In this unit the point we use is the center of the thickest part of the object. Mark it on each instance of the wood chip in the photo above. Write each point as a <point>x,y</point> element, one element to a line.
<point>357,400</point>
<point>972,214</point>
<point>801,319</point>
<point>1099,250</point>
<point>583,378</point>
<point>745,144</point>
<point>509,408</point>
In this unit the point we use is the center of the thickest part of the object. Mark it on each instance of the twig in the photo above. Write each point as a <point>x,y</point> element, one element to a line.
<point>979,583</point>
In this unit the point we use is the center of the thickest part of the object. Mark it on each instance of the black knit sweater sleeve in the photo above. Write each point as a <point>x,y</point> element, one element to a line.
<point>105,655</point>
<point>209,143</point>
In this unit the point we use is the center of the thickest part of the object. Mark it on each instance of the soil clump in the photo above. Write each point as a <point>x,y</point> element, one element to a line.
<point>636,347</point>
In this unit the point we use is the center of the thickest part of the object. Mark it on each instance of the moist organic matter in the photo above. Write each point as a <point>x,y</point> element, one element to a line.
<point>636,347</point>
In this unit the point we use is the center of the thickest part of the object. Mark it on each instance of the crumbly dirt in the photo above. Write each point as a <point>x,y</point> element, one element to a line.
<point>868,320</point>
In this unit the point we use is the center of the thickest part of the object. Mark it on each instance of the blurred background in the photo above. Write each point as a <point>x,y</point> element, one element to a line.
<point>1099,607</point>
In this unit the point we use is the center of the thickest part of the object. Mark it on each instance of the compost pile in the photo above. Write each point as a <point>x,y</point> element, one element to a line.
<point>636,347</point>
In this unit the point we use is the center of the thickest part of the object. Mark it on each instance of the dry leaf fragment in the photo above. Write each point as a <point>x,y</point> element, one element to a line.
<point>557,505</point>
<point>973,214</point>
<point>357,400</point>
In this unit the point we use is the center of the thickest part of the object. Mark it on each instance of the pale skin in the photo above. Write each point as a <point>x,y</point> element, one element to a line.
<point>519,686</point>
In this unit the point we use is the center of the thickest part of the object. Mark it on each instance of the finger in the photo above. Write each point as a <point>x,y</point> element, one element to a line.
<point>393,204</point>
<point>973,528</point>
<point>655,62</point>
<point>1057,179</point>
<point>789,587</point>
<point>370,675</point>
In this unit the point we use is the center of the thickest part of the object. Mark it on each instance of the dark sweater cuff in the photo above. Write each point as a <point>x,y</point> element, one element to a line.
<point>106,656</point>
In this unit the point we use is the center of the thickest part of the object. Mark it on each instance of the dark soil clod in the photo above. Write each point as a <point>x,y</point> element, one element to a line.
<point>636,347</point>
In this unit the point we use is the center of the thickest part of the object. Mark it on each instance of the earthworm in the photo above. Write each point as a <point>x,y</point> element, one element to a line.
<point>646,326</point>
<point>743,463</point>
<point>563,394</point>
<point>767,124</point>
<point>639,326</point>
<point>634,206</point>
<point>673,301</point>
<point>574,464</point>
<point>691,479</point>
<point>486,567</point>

**Task objective:** Update every one of the records above by replacing "thickest part" with "widest part" wherever it appears. Reproduce all the records in full, with nothing else altered.

**Final answer:**
In this unit the point we use is the center of the widest part of the object. Mark it on each instance of the wood chip in the photo above. Write each point as a <point>x,y</point> element, one element to a line.
<point>357,400</point>
<point>972,214</point>
<point>801,319</point>
<point>1099,250</point>
<point>583,378</point>
<point>745,144</point>
<point>509,408</point>
In this unit the point we use is the center of the widest part of the object. Mark it on each instance of the twig in the photo above. Write each point as a <point>x,y</point> element, one element to a line.
<point>979,583</point>
In this unit the point we use is the center of the widest part of the object. Mark it on each instance of the black knit sweater sleeve in the photo above. Write each point as a <point>x,y</point> element, one element to a line.
<point>105,655</point>
<point>209,143</point>
In this unit the point we use is the center of the widest part of the object. Mark it on each instance of the soil clump in the photo above. Write each point as a <point>x,y</point> element, one element to a line.
<point>636,347</point>
In this unit the point we use is the center of the widest part of the object. Mark it on each instance of the moist organic matter in the photo above. Write each point as a <point>x,y</point> element, one element to a line.
<point>636,347</point>
In this unit the point we use is the center of the widest part of the object. Mark it on each instance of the crumbly dirt in the photo above. Write each point as a <point>x,y</point> element, one element to a line.
<point>868,320</point>
In this unit the point we use is the center of the widest part of the object. Mark it on each instance of the blurred background in the photo above. Write each point as a <point>x,y</point> element, one element to a line.
<point>1099,607</point>
In this unit the point we use is the center of the widest part of the object. Mark it on each instance of the compost pile in the photo above. Write each point as a <point>x,y</point> element, one element to a line.
<point>636,347</point>
In this unit the point we use is the center of the widest part of the object. Mark it on each instance of the dry leaf fragment in the photo above. Write each point as a <point>x,y</point> element, one element to a line.
<point>557,505</point>
<point>973,214</point>
<point>357,400</point>
In this unit the point we use is the center of the widest part of the object. Mark it on each instance of the pale skin in the photo above. Write each point as a <point>x,y</point> element, one element to a line.
<point>519,686</point>
In this unit the point we use is the center of the widest part of the object. Mark it on each instance of the finger in the photo above. Write each point as a <point>x,y</point> element, one element to a line.
<point>393,204</point>
<point>973,528</point>
<point>655,62</point>
<point>1057,179</point>
<point>789,587</point>
<point>370,675</point>
In this unit the point we use is the center of the widest part of the object. Mark it on each instance of the dark sweater cuff in the photo above. Write each point as a <point>x,y</point> element, one element to a line.
<point>106,656</point>
In this unit the point we use is the center of the widest part of the object. Mark it on each instance of the dark soil clod in the photo above. Write each point as a <point>x,y</point> element, one element to a line.
<point>636,347</point>
In this unit the point we use is the center of the widest part of the object. Mark it on each instance of the earthworm in the photo above. Write each point as a <point>x,y</point> element, one element to a line.
<point>646,326</point>
<point>743,463</point>
<point>563,394</point>
<point>767,124</point>
<point>639,326</point>
<point>634,206</point>
<point>673,301</point>
<point>574,464</point>
<point>691,479</point>
<point>486,567</point>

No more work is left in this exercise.